▸ **EXERCISE REQUIREMENTS**
Which lines of the entries below include "crown"? List them all.
Segment Start: DATASET CONTENT
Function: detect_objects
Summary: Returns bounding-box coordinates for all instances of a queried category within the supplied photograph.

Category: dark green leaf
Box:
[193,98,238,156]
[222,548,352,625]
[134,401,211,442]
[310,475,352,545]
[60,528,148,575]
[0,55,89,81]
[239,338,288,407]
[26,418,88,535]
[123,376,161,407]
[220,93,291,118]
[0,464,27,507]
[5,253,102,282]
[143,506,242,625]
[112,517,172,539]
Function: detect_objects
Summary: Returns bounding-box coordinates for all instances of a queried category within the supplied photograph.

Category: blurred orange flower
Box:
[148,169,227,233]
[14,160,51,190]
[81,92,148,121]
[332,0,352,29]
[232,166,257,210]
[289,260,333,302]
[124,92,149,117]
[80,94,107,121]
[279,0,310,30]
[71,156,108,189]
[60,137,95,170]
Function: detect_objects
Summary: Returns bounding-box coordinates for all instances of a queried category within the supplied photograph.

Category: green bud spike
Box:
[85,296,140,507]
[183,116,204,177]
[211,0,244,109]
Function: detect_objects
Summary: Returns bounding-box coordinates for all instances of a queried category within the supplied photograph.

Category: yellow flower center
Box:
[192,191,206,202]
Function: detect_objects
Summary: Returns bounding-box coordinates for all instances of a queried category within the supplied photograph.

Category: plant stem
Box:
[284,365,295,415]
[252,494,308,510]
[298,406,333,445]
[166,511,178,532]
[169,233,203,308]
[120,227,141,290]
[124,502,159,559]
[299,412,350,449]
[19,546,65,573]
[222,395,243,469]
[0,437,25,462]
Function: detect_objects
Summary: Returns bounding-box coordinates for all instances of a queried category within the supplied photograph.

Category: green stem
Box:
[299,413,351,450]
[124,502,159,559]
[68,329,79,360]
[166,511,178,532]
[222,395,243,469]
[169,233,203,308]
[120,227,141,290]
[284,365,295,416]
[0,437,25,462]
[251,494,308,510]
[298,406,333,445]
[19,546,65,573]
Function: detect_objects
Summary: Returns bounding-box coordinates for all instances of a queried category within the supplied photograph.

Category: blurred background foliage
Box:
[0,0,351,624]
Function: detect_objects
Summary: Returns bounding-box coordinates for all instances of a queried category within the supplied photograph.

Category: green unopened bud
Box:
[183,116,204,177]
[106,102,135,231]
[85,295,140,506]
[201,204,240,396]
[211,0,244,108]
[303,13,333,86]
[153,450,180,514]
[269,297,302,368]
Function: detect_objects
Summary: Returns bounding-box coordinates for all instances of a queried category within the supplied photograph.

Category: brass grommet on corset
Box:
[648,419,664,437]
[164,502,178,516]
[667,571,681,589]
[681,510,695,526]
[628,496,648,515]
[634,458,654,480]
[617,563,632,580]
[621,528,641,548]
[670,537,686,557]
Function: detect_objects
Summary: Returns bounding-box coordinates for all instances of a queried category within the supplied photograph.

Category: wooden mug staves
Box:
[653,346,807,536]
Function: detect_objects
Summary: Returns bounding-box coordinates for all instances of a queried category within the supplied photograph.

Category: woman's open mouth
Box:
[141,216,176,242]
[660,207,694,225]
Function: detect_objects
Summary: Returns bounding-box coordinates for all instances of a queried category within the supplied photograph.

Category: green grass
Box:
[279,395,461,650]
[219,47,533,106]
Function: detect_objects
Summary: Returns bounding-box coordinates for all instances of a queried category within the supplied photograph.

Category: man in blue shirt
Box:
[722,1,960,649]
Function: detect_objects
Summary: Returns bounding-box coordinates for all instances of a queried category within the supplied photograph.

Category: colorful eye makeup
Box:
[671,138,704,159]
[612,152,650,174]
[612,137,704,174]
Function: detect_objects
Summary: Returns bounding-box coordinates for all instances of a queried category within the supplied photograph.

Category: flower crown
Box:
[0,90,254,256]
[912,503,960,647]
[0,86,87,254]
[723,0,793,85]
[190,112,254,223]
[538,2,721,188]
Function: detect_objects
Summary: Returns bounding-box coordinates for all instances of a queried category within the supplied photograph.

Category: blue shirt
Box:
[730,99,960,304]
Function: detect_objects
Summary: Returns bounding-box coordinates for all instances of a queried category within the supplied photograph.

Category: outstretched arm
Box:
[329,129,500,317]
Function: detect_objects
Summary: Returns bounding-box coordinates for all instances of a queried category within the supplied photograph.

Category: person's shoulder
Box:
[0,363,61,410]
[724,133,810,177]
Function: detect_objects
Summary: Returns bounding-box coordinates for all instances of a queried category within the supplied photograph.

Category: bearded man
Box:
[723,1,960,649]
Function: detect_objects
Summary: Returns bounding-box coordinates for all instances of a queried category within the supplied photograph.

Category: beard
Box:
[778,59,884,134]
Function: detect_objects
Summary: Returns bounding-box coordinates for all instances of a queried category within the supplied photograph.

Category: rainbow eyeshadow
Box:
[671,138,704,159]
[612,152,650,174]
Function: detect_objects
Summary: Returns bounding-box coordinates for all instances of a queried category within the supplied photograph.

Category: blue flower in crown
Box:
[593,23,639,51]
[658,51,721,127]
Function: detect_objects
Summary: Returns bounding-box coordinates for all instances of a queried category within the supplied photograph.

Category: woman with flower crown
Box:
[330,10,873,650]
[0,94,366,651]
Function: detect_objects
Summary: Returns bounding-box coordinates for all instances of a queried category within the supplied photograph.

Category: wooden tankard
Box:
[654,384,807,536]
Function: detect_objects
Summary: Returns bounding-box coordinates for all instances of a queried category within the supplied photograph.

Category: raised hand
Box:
Segment End: DATASET CONTENT
▸ **FINISHED EXERCISE**
Category: flower crown
Category: blue flower in crown
Category: woman with flower crown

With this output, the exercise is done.